:: SET PROBLEM ::
Treat the line containing "Where can the bush" as the first line and the final line of the material below as the last; reproduce that range exactly.

:: LISTED ENTRIES ::
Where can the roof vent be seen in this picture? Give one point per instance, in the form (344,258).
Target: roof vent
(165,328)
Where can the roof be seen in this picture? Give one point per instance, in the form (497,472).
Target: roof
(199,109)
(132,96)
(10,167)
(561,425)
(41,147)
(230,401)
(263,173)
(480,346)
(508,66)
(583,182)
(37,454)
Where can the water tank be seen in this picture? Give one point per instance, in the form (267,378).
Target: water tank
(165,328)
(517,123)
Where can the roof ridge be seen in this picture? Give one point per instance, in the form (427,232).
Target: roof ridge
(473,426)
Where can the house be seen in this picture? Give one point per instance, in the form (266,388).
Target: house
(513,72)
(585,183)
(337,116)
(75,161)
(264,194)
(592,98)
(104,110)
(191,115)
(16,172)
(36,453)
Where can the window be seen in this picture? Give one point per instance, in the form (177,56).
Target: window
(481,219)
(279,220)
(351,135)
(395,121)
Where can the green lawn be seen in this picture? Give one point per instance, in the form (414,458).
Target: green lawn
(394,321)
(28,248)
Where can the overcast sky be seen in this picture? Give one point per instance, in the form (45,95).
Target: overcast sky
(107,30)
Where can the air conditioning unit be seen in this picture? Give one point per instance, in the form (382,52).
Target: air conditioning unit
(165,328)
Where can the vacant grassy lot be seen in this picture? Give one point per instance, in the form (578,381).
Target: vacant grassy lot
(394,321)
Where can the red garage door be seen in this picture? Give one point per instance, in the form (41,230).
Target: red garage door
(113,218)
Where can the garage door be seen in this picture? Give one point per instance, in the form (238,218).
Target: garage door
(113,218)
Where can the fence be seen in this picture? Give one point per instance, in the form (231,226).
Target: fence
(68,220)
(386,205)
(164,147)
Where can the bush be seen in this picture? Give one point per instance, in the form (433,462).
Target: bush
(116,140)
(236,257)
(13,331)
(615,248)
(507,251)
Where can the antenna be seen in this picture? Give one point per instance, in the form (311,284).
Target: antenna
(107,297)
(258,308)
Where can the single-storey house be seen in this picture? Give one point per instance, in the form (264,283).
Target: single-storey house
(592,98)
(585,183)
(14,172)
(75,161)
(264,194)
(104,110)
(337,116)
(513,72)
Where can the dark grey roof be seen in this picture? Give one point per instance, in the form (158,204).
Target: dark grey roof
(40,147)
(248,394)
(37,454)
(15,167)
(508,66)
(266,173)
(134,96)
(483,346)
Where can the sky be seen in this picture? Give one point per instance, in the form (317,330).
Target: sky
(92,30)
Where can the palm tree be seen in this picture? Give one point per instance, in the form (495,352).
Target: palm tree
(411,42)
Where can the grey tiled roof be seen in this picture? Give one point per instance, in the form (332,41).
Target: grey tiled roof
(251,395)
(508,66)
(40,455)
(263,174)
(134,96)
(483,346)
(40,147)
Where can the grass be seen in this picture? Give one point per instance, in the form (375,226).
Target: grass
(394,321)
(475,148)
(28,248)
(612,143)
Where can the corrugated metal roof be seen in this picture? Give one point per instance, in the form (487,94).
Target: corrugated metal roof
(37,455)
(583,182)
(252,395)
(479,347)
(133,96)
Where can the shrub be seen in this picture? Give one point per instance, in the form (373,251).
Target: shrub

:: THE COMPLETED TASK ::
Where can the bush be seen in this picture? Give one point per instance, in the form (433,462).
Target: bush
(116,140)
(236,257)
(13,331)
(615,248)
(507,251)
Where can the antenna be seen in this picture? Give one point per instance, in the form (311,284).
Target: antenna
(107,297)
(258,308)
Where can the single-storey house be seen in this picture? Give one point per instance, in the form (264,283).
Target: single-storey house
(592,98)
(585,183)
(14,172)
(75,161)
(264,194)
(104,110)
(337,116)
(513,72)
Where can the dark grey roof be seen in this picture? Give one point per instance, in the form (158,204).
Target: dark grey roof
(40,147)
(248,394)
(37,454)
(15,167)
(508,66)
(266,173)
(134,96)
(483,346)
Where can the sky be seen in this picture? Give one point per instance, in the form (317,330).
Target: sky
(92,30)
Where can the palm tree be seen in this picture? Give one point per instance, in the form (495,352).
Target: palm tree
(411,42)
Where can the grey tiled roof be seen in this picture? Give one point per instance, in the form (332,41).
Target: grey tiled roof
(251,395)
(508,66)
(40,455)
(263,174)
(134,96)
(483,346)
(40,147)
Where can the grass be seen in this picture? Give one point per instance, in the form (375,226).
Target: grass
(394,321)
(475,148)
(28,248)
(612,143)
Where can the corrugated metal roof be seen in this picture? Give one point per instance, in the form (487,94).
Target: corrugated metal roof
(37,455)
(583,182)
(252,395)
(479,347)
(133,96)
Where can the shrub be seen in this picture? Give one point per instance, in the form (373,251).
Target: shrub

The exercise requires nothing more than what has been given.